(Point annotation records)
______________________________

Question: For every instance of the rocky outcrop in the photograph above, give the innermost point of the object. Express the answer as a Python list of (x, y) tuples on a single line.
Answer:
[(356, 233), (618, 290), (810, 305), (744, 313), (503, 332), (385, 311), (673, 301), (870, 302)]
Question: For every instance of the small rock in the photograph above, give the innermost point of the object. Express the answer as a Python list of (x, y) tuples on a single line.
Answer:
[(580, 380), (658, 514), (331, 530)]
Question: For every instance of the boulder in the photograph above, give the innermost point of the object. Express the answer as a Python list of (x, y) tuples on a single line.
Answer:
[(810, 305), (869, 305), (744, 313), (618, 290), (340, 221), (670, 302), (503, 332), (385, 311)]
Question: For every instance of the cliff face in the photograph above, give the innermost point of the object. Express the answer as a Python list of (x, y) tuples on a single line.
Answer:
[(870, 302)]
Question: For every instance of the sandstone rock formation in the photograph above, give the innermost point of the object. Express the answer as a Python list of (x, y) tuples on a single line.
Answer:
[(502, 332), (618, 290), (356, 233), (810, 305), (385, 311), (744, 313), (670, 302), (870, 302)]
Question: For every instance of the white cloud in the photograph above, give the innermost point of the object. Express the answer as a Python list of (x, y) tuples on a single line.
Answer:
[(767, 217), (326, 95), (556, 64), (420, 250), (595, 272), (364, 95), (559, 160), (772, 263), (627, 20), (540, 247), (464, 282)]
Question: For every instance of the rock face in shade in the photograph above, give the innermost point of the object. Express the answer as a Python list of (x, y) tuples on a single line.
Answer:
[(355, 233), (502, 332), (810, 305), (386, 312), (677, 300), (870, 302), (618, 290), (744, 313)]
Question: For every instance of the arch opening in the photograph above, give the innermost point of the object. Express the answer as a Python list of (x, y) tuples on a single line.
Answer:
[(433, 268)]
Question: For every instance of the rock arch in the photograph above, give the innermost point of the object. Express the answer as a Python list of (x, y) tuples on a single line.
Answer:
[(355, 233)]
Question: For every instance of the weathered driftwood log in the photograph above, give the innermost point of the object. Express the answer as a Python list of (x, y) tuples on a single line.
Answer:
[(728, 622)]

______________________________

Short exercise. Repeat the records above exactly, from the first line to the last.

Worked answer.
Question: For every instance of the rocky outcrop in the photograph above, give the innermost point of the object. Express the answer as a Python list of (x, y) tuples on a single line.
Answer:
[(356, 233), (618, 290), (810, 305), (744, 313), (503, 332), (385, 311), (673, 301), (870, 302)]
Question: For every instance of the small rock in the photograph above, give the innermost point of the object. Express the answer as a Python list of (x, y) tuples on a single line.
Answer:
[(580, 380), (658, 514), (331, 530)]
Question: For every instance of the boulder in the photograph above, give the innermost point of the object. Express the answer as a Python list of (x, y) tuples on a single line.
Answer:
[(810, 305), (869, 305), (744, 313), (618, 290), (340, 221), (670, 302), (503, 332), (385, 311)]
Question: For every instance of the cliff face in the photograph above, give the innermost point of the object. Express the answer as a Python list of (x, y) tuples on a single line.
Answer:
[(870, 302)]
Question: For every instance of the sandstone rock formation in the photograph above, give the innermost point of the object. Express the answer as a Python list of (x, y) tuples on a single line.
Answer:
[(502, 332), (618, 290), (356, 233), (810, 305), (385, 311), (744, 313), (670, 302), (870, 302)]
Question: For every instance of the white cloud in the photograph above, give the innermost point of the object. Express the answer as a Python list of (x, y) tuples on a single line.
Answer:
[(767, 217), (326, 95), (556, 64), (420, 250), (595, 272), (364, 95), (559, 160), (772, 263), (627, 20), (540, 247), (464, 282)]
Question: For every instance of the rock face in shade in the photograph above, give the innermost point of the object. Express the answer as a Python list of (x, y) tuples on a single line.
Answer:
[(355, 233), (502, 332), (810, 305), (386, 312), (677, 300), (870, 302), (618, 290), (744, 313)]
Question: For every instance of the arch opening in the photograph above, give the innermost point of the object. Express the answer as a Python list of (x, y) tuples on a single line.
Answer:
[(433, 268)]
Question: For every instance of the rock arch in the photograph above, give the innermost point of the object. Express the answer as a Python list of (x, y) tuples on a single line.
Answer:
[(355, 233)]
Question: For every instance of the weathered driftwood log in the photograph above, give the innermost point of the object. Express the answer as a Python list of (x, y) tuples on a single line.
Answer:
[(728, 622)]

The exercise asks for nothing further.